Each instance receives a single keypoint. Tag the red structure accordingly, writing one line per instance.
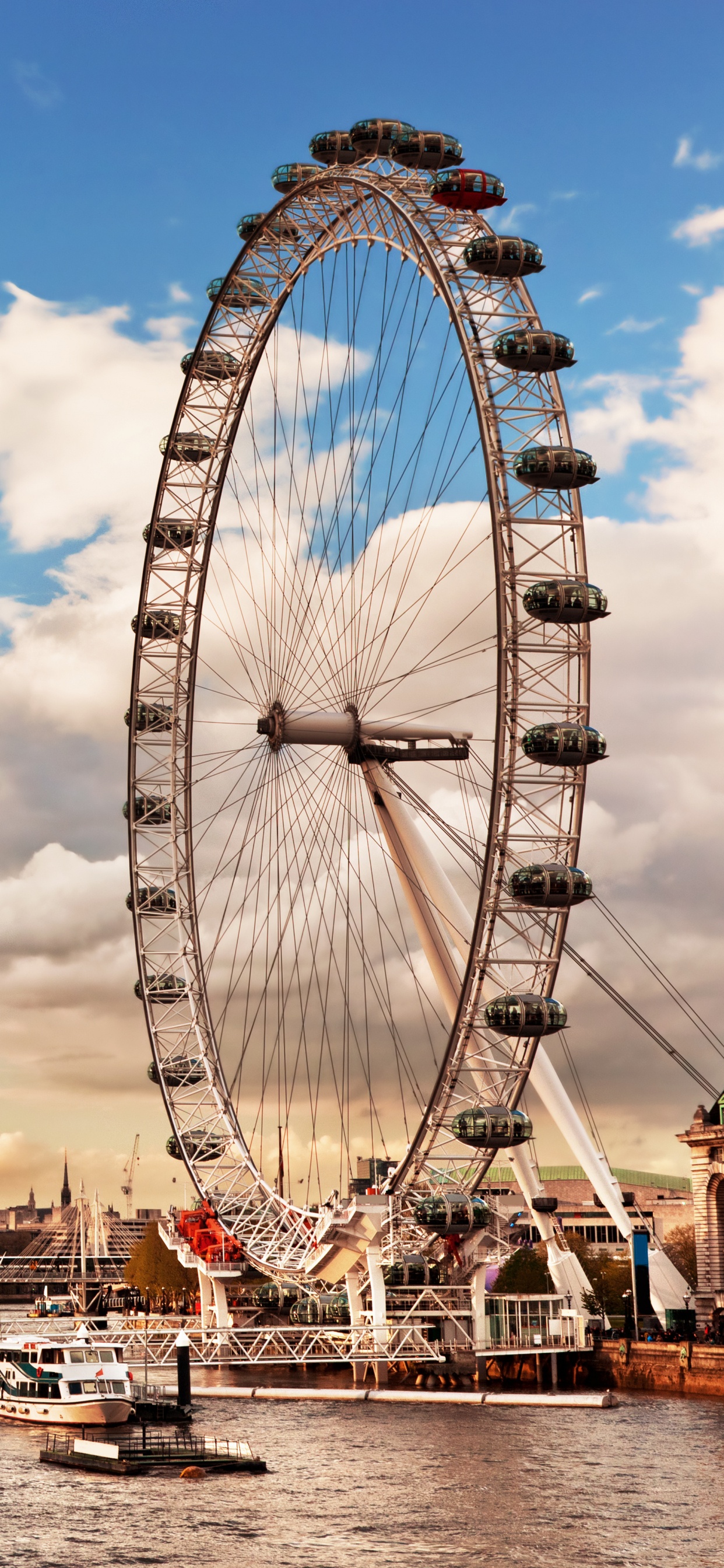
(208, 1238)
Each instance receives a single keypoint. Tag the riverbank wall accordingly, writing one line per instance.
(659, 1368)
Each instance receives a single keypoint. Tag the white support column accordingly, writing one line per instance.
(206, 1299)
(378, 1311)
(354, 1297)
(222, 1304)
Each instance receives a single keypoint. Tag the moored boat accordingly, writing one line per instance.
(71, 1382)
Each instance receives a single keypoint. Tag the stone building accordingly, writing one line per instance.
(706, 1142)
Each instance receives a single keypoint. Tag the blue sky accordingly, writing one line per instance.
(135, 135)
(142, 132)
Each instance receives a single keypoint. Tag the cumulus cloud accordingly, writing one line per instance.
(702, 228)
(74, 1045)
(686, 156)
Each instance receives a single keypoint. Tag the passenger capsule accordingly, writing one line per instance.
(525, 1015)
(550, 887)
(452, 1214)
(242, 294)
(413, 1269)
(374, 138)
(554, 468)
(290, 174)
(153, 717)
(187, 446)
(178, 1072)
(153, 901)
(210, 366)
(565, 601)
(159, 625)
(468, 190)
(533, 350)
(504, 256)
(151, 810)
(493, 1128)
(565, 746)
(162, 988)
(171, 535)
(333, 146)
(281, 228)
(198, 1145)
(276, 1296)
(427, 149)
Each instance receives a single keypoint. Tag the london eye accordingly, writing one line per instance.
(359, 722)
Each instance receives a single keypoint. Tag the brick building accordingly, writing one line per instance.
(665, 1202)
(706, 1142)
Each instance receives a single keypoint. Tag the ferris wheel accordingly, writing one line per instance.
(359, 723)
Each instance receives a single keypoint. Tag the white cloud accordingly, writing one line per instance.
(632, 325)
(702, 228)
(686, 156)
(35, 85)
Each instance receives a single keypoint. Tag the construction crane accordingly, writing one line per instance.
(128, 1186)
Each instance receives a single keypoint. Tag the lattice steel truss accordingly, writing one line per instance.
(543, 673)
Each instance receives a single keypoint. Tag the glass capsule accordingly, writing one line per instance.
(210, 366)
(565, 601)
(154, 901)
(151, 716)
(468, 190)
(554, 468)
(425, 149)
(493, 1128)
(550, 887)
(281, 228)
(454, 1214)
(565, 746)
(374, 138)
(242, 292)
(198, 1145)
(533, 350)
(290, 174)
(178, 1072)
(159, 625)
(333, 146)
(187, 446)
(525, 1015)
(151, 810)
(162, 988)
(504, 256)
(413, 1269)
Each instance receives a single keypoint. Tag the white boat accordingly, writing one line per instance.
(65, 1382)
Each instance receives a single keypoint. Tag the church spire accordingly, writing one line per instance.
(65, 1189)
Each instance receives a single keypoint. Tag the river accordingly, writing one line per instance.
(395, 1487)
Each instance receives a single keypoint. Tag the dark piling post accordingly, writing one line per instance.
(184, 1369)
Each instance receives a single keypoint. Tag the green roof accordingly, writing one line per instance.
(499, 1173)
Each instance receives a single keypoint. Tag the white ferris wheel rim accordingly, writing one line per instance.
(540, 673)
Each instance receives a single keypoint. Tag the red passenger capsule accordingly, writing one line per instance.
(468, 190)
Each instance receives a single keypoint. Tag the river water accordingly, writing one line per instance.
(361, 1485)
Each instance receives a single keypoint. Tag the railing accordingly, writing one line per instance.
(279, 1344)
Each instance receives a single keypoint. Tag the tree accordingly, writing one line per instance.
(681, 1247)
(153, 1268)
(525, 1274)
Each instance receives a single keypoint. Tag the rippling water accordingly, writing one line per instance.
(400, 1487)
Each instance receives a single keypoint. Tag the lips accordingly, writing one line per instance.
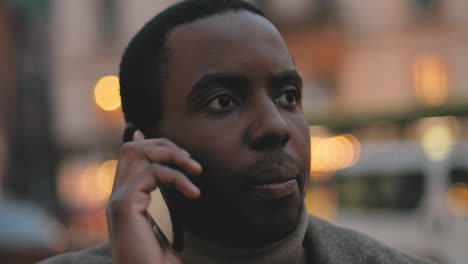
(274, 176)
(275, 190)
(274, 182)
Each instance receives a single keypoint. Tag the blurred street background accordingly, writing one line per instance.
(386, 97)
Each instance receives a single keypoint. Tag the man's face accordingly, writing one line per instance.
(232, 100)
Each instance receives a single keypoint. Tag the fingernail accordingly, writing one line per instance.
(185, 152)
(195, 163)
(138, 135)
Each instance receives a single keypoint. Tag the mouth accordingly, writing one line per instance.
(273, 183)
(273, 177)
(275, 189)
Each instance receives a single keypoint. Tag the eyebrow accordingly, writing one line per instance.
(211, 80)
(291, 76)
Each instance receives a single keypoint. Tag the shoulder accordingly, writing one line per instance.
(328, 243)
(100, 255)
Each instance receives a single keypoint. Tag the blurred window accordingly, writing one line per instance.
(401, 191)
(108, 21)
_ _ _ _
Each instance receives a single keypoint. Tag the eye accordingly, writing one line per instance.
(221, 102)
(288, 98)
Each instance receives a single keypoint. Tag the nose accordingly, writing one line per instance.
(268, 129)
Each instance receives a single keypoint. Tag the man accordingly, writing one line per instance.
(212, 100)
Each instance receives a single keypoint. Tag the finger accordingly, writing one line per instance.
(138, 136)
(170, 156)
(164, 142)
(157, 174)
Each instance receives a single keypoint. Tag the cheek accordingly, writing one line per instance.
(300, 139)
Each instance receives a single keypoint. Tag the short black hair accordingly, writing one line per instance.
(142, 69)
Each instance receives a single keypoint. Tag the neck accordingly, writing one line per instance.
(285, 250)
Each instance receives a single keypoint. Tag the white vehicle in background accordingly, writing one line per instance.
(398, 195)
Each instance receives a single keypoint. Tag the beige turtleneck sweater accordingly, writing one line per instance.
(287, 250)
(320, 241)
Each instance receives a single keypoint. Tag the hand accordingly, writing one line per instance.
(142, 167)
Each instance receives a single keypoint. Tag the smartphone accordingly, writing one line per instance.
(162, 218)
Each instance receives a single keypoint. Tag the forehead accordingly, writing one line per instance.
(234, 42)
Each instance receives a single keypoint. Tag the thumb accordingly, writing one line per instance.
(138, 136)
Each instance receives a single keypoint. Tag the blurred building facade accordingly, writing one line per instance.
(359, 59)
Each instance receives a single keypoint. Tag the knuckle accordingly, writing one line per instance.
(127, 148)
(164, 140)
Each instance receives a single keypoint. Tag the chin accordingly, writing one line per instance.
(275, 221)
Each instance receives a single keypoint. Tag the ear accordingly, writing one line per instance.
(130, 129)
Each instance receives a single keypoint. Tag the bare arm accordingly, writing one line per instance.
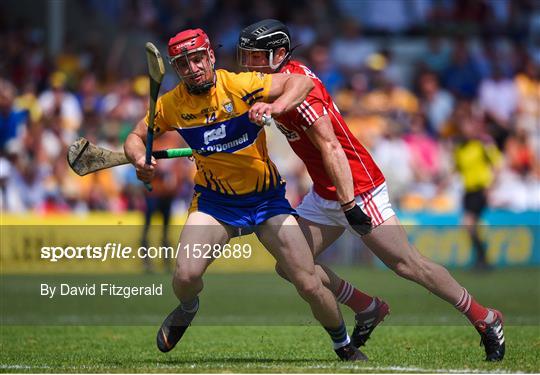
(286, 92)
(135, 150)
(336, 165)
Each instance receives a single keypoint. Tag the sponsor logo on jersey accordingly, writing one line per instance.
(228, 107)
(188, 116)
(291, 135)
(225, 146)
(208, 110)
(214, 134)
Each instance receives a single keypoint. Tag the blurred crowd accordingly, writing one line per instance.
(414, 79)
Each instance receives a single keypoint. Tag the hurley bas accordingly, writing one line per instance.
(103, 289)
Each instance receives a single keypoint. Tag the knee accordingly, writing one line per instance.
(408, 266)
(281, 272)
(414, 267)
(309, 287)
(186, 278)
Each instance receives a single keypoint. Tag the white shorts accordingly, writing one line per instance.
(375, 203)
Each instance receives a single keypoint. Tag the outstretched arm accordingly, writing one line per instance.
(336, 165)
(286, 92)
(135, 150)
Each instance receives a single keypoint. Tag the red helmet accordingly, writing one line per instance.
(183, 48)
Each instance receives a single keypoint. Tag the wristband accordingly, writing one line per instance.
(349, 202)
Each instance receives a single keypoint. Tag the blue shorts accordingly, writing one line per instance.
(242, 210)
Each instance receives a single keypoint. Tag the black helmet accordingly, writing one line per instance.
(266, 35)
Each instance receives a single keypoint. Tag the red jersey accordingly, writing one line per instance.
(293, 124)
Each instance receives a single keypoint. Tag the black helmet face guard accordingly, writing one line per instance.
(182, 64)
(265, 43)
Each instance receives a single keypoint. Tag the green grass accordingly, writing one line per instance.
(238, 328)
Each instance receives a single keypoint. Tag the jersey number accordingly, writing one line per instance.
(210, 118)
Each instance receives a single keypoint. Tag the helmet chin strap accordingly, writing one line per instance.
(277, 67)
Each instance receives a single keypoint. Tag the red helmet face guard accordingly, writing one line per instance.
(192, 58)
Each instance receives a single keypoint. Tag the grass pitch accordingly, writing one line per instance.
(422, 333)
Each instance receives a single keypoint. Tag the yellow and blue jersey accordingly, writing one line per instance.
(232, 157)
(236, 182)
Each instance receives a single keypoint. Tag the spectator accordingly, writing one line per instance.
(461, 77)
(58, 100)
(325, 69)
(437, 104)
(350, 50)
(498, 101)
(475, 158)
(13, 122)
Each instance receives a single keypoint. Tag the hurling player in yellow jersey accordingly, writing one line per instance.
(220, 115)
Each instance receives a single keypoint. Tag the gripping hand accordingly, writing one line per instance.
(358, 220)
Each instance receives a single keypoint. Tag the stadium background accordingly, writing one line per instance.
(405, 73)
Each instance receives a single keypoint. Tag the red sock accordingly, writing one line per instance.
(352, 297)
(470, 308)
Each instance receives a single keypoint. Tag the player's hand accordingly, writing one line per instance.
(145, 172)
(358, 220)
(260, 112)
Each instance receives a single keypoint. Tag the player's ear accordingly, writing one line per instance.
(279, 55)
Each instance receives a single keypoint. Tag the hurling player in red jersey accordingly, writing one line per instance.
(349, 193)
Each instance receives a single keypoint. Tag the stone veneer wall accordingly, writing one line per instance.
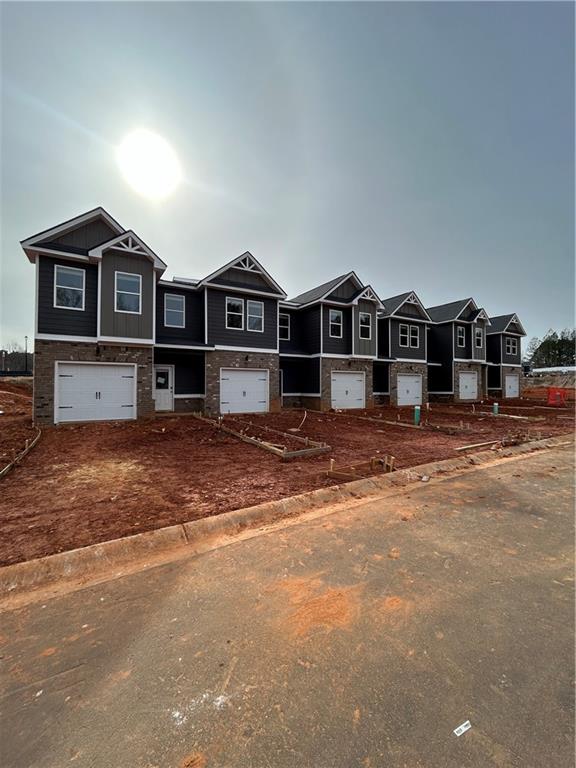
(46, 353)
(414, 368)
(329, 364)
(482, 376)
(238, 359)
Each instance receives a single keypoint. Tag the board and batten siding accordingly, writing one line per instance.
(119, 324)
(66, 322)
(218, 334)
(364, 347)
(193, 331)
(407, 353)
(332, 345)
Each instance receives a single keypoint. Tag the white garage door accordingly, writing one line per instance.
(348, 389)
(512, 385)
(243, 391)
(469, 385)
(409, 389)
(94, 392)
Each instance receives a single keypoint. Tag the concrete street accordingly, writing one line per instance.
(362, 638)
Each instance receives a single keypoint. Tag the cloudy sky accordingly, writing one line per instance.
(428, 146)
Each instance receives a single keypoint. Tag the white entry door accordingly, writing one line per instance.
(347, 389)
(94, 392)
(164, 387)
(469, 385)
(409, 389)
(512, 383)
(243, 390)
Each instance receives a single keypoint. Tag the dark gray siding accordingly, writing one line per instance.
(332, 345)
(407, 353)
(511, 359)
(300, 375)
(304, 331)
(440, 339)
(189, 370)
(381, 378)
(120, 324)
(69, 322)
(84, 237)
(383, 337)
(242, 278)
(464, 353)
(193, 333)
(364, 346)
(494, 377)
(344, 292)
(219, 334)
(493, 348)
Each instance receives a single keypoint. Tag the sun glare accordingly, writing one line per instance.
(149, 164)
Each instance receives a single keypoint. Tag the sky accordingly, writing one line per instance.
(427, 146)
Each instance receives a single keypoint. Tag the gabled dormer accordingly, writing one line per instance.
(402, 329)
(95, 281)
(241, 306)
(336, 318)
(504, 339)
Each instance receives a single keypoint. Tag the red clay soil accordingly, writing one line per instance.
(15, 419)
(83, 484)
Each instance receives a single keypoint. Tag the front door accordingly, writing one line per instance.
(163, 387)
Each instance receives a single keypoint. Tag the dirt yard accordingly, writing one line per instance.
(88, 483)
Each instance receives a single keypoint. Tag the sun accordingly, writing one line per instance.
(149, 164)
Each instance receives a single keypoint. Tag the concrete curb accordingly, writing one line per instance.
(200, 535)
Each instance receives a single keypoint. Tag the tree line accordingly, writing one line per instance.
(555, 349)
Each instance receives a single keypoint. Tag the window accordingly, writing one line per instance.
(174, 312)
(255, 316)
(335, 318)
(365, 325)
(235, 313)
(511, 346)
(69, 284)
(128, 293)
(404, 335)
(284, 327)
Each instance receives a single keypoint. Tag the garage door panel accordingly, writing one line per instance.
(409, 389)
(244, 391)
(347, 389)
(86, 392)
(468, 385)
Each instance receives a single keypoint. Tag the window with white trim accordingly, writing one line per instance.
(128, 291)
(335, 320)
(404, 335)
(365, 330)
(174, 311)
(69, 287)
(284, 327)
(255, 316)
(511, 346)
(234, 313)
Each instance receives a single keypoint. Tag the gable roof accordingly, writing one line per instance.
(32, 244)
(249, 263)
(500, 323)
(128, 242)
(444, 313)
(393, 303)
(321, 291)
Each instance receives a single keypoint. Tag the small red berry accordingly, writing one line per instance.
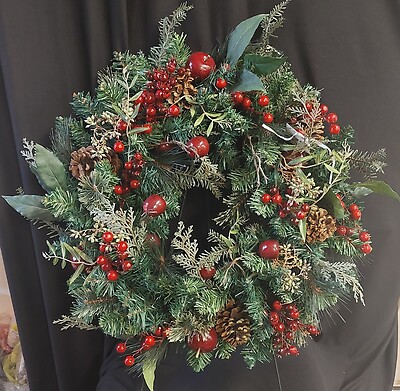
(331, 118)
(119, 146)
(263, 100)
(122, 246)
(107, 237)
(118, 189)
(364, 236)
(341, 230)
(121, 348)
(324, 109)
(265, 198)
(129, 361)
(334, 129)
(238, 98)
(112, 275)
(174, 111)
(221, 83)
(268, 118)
_ _ _ _
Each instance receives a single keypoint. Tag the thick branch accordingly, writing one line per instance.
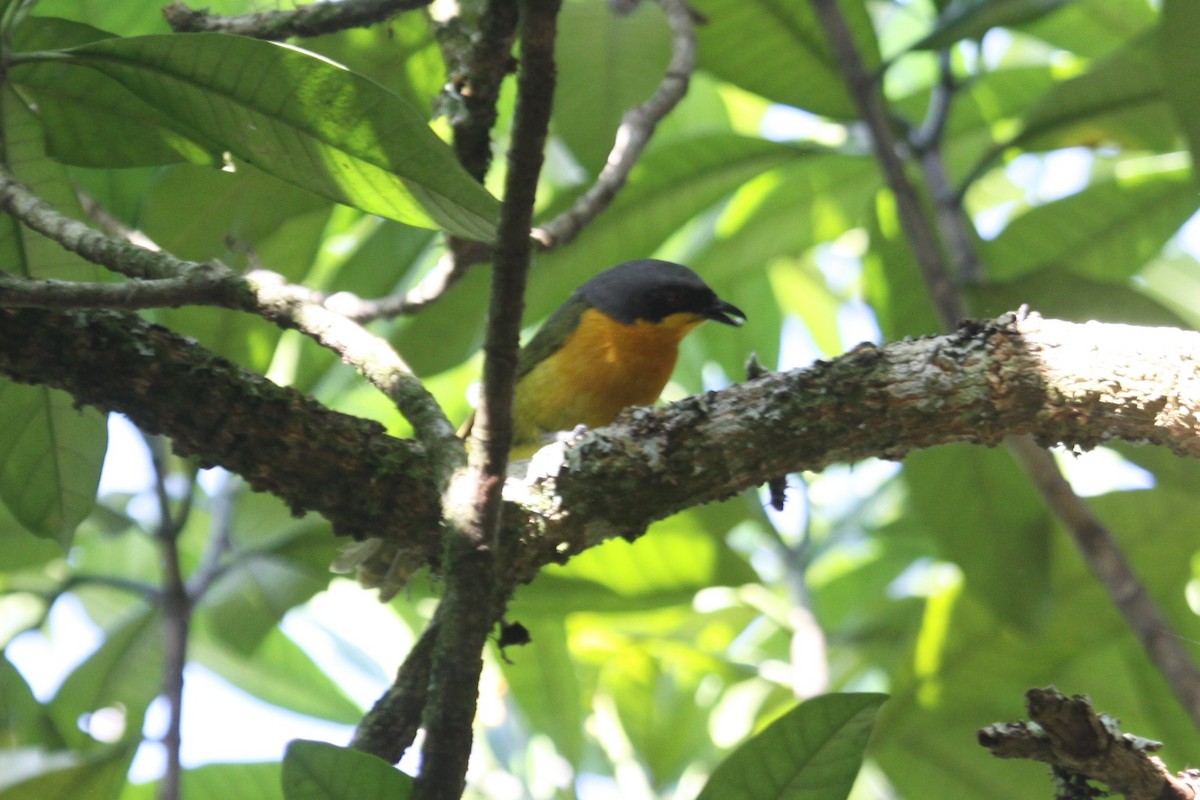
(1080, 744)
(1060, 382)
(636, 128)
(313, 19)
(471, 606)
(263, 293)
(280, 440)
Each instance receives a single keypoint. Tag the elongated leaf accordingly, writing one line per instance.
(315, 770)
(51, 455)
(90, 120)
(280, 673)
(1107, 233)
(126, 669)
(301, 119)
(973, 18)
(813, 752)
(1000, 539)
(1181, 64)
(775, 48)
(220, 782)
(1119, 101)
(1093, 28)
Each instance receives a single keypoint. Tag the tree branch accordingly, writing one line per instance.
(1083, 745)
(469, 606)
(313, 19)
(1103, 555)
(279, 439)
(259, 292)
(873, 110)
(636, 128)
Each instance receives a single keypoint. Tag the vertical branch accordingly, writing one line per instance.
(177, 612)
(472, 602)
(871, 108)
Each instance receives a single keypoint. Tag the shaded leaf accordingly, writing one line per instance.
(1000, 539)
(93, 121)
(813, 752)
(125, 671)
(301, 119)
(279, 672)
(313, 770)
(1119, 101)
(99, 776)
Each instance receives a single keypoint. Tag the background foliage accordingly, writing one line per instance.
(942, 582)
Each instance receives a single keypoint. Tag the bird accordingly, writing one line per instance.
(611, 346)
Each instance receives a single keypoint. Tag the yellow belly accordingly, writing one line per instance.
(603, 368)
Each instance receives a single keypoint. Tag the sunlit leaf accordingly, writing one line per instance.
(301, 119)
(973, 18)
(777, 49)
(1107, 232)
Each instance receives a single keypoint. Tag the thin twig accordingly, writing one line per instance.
_ _ _ _
AIM: Pull out every line of the records above that contains the word "chin" and list those lines unchanged.

COMPLETE OUTPUT:
Each instance receives a single keypoint. Tag the chin accordingly, writing one line per instance.
Each instance receives a single keypoint. Tag the helmet chin strap accordingly, writing one line per instance.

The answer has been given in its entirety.